▸ YOUR TASK
Copy out the records from the line containing "Task: for every instance of the person holding" through the end of the records, swapping "thickest part" for "widest part" and keeping everything else unchanged.

▸ EXCERPTED DATA
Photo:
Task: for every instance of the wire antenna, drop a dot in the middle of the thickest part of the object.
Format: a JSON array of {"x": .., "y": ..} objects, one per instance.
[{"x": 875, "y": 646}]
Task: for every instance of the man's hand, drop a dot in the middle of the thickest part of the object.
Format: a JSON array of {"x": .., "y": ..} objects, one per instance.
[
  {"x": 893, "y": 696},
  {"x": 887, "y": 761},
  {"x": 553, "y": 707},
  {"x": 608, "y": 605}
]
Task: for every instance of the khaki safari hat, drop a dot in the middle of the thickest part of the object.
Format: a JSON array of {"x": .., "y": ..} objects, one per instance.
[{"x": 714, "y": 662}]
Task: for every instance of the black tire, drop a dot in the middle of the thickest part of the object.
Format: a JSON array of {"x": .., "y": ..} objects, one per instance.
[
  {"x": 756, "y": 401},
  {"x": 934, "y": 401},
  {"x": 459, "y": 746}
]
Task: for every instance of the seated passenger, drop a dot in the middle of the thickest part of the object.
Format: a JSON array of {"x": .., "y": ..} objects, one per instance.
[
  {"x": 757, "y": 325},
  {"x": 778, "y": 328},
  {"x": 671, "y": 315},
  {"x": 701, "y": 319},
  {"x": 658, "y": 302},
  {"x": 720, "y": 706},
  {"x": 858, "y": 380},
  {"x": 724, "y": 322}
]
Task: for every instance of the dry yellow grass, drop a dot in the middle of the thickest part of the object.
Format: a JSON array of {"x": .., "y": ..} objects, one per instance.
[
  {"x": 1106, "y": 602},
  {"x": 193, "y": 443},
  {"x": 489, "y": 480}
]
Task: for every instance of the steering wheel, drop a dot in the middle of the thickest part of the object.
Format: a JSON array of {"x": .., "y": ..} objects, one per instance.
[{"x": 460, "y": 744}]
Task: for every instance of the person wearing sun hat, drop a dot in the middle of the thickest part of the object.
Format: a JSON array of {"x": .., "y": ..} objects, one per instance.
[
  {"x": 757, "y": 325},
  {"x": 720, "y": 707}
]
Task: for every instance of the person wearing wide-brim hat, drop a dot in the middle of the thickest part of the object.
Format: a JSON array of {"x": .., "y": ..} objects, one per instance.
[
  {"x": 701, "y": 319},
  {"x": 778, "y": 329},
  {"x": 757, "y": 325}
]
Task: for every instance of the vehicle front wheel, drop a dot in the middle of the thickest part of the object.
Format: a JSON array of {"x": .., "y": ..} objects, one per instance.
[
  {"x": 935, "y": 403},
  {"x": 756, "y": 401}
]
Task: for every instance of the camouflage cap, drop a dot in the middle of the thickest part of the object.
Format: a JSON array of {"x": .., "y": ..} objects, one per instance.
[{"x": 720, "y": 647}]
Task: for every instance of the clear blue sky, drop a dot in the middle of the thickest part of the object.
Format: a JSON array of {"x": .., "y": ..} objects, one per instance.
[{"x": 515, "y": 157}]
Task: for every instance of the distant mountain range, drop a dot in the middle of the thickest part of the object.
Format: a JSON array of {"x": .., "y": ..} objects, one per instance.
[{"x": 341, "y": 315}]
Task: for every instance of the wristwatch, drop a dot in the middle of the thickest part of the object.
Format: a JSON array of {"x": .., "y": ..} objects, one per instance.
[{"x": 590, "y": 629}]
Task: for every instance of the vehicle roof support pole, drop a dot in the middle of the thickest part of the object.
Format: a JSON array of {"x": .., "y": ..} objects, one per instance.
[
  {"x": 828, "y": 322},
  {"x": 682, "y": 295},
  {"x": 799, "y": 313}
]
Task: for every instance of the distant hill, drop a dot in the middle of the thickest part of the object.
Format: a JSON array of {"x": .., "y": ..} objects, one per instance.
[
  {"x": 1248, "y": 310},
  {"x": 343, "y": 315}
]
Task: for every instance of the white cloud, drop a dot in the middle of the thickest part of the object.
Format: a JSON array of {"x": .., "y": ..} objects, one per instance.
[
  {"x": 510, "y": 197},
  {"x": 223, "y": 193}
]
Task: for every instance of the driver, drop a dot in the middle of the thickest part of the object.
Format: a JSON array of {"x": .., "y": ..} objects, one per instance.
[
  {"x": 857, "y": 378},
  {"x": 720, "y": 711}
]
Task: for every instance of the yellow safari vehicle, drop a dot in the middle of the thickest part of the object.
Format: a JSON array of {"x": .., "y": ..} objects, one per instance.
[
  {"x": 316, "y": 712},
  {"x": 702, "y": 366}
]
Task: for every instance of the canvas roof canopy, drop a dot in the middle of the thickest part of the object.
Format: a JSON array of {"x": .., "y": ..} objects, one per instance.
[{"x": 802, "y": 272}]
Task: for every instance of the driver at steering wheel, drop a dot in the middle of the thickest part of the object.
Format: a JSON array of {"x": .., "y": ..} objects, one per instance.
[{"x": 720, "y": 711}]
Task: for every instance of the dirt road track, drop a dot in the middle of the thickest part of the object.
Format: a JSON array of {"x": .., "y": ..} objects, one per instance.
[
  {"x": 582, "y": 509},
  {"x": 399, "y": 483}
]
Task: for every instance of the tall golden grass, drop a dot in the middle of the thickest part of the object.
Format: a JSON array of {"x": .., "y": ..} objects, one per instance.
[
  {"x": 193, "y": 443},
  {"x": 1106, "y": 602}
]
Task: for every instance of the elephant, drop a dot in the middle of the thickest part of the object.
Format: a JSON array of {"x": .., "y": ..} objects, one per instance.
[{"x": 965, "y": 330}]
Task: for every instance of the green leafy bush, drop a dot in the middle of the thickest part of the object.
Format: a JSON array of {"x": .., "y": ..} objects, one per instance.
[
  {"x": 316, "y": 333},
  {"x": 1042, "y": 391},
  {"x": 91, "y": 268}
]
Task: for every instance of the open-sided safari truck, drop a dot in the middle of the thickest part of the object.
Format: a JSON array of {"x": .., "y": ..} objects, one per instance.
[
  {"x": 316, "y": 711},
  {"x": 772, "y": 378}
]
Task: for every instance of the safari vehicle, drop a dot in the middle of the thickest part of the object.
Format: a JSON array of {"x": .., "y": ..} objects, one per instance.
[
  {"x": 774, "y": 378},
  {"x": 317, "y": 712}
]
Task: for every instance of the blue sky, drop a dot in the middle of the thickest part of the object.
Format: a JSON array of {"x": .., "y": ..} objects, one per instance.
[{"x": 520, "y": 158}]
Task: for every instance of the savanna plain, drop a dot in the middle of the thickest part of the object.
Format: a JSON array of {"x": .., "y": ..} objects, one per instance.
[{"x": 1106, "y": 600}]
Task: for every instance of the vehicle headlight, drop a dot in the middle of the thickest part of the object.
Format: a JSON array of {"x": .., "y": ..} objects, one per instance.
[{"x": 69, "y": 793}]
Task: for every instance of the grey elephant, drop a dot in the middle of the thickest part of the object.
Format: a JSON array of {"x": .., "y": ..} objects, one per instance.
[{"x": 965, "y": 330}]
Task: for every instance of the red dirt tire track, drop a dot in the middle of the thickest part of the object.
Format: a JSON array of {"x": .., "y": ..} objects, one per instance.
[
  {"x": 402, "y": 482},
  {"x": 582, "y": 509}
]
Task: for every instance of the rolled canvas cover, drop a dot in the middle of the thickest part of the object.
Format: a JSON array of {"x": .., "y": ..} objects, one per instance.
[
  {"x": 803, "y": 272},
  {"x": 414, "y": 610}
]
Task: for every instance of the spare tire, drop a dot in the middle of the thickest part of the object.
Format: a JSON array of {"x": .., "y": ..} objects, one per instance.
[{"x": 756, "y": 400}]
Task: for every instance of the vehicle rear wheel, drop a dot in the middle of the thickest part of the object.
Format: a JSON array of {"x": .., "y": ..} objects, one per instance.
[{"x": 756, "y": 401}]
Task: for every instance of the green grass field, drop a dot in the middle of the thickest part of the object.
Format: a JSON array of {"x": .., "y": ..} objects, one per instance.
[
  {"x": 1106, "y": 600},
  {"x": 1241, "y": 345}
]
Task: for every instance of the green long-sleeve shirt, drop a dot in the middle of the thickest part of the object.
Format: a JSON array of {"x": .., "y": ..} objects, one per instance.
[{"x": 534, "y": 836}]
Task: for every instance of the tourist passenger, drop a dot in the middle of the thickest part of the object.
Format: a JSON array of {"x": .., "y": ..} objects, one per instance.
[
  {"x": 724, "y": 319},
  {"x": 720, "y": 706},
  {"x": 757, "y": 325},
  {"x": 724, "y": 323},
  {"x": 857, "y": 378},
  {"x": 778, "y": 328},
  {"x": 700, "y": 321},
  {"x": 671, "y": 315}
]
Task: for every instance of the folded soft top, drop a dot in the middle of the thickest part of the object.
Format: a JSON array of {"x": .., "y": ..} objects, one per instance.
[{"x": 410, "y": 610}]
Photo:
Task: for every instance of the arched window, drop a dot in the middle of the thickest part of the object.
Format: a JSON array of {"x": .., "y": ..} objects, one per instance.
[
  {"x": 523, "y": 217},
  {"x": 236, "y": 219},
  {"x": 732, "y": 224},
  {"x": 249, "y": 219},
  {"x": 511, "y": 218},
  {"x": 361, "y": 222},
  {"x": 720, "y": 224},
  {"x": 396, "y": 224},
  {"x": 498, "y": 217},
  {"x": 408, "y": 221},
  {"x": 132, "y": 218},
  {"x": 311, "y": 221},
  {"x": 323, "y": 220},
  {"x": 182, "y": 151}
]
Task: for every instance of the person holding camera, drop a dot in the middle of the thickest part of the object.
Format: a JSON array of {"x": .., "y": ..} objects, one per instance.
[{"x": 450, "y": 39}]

▸ RESULT FOR THIS EXERCISE
Task: for every instance of the person holding camera, drop a dot in the middle of the widest part of the object.
Format: a JSON array of {"x": .., "y": ..} objects, one per instance.
[{"x": 450, "y": 39}]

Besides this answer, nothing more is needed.